• [Information supplied]
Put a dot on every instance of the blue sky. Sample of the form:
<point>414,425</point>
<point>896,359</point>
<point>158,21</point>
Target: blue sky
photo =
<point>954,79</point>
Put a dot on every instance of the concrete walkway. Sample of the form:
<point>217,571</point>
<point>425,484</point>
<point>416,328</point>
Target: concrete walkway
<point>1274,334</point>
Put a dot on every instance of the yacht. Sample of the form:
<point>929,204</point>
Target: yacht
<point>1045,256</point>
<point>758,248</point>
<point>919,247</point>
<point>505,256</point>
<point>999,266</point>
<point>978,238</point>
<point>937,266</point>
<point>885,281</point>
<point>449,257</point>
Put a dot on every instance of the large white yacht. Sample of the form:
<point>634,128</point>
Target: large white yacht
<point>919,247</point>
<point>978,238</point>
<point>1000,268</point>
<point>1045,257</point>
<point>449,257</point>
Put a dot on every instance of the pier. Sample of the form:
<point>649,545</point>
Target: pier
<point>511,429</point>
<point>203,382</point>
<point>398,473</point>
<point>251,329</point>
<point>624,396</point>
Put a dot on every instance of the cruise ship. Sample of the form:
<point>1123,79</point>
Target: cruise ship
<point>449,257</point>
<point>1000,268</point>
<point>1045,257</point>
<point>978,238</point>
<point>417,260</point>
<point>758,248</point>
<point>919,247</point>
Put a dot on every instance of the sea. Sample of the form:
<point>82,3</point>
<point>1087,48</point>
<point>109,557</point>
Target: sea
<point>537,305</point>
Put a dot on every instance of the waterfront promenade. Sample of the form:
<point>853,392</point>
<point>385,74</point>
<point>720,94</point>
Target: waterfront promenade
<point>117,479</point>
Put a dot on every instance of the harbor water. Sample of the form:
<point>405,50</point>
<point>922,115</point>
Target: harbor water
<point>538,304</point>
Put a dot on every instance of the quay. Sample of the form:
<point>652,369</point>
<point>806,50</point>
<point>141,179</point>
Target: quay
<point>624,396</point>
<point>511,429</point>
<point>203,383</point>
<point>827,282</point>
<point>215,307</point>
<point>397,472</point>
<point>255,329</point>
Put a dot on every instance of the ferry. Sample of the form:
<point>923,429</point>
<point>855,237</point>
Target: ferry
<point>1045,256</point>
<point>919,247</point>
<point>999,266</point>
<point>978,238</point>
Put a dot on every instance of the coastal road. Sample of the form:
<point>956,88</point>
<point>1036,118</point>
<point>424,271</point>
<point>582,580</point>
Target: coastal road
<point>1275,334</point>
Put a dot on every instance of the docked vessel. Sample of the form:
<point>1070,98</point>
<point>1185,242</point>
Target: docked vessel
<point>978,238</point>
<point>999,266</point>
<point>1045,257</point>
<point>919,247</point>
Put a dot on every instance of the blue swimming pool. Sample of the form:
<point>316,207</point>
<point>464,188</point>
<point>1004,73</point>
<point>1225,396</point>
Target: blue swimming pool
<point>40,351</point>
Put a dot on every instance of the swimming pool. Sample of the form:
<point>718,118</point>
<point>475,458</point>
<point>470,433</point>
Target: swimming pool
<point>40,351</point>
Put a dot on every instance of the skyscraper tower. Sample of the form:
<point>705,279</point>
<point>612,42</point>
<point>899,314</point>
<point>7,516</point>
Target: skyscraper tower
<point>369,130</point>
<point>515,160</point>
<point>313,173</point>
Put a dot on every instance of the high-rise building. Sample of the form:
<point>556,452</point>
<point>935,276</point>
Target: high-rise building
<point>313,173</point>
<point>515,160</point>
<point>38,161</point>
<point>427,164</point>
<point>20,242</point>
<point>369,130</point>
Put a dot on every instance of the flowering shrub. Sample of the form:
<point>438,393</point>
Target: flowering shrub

• [Aim] Every record shown above should be written out again exactly.

• [Response for this exercise]
Put a dot on every instance of the blue sky. Sample of the form:
<point>414,425</point>
<point>896,359</point>
<point>158,21</point>
Target: blue sky
photo =
<point>954,79</point>
Put a dot on every instance of the concrete walkway. Sample of the form:
<point>217,571</point>
<point>425,484</point>
<point>416,328</point>
Target: concrete walkway
<point>1274,334</point>
Put a dot on every instance of the yacht. Sample of the form:
<point>929,204</point>
Target: yacht
<point>1045,256</point>
<point>758,248</point>
<point>919,247</point>
<point>505,256</point>
<point>999,266</point>
<point>978,238</point>
<point>937,266</point>
<point>885,281</point>
<point>449,257</point>
Put a dot on every instance of the large white yacht. Sample of the form:
<point>634,128</point>
Target: large white yacht
<point>919,247</point>
<point>978,238</point>
<point>1000,268</point>
<point>1045,257</point>
<point>449,257</point>
Put a dot on every instance of the pier. Sample of the form:
<point>649,545</point>
Target: pier
<point>511,429</point>
<point>203,382</point>
<point>398,473</point>
<point>251,329</point>
<point>624,396</point>
Put a dot on every instance of the cruise ship. Sample of the form:
<point>1123,79</point>
Target: cruise ship
<point>449,257</point>
<point>1000,268</point>
<point>1045,257</point>
<point>978,238</point>
<point>417,260</point>
<point>758,248</point>
<point>919,247</point>
Put a dot on every instance of the sea. Sample of the form:
<point>82,3</point>
<point>1087,48</point>
<point>109,557</point>
Target: sea
<point>537,305</point>
Put a dot on every instance of the waterfront promenade. Sample of the form:
<point>853,392</point>
<point>385,74</point>
<point>720,94</point>
Target: waterfront promenade
<point>117,479</point>
Put a dot on every instance of the harbor water. Sample of the form:
<point>405,50</point>
<point>922,115</point>
Target: harbor water
<point>538,304</point>
Put a dot on every instance of the quay. Sample of the form:
<point>652,369</point>
<point>806,50</point>
<point>141,179</point>
Target: quay
<point>624,396</point>
<point>511,429</point>
<point>203,383</point>
<point>827,282</point>
<point>215,307</point>
<point>397,472</point>
<point>255,329</point>
Put a dot on every instance of the ferry. Sample of the form:
<point>923,429</point>
<point>855,237</point>
Target: ferry
<point>1045,256</point>
<point>919,247</point>
<point>999,266</point>
<point>978,238</point>
Put a dot on every instance of the coastal road. Sample of the form:
<point>956,88</point>
<point>1036,118</point>
<point>424,271</point>
<point>582,580</point>
Target: coastal road
<point>1275,334</point>
Put a dot on every instance of the docked vessel. Sample of the form:
<point>1070,98</point>
<point>1185,242</point>
Target: docked vessel
<point>978,238</point>
<point>999,266</point>
<point>1045,257</point>
<point>919,247</point>
Put a dot on every instance of the blue swimming pool. Sample of the form:
<point>316,207</point>
<point>464,188</point>
<point>1004,73</point>
<point>1225,396</point>
Target: blue swimming pool
<point>40,351</point>
Put a dot on every instance of the swimming pool. Sample of the form:
<point>718,118</point>
<point>475,458</point>
<point>470,433</point>
Target: swimming pool
<point>40,351</point>
Put a dot on every instance of the skyscraper tower. Sample of the form:
<point>705,279</point>
<point>612,42</point>
<point>899,314</point>
<point>7,516</point>
Target: skyscraper tower
<point>369,130</point>
<point>515,160</point>
<point>313,173</point>
Put a dot on every instance of the high-rise building. Sample of the form:
<point>556,452</point>
<point>935,276</point>
Target: high-rise building
<point>313,173</point>
<point>515,160</point>
<point>38,161</point>
<point>427,164</point>
<point>20,242</point>
<point>369,130</point>
Put a dot on every instance of the flowering shrub. Sample of the form:
<point>438,393</point>
Target: flowering shrub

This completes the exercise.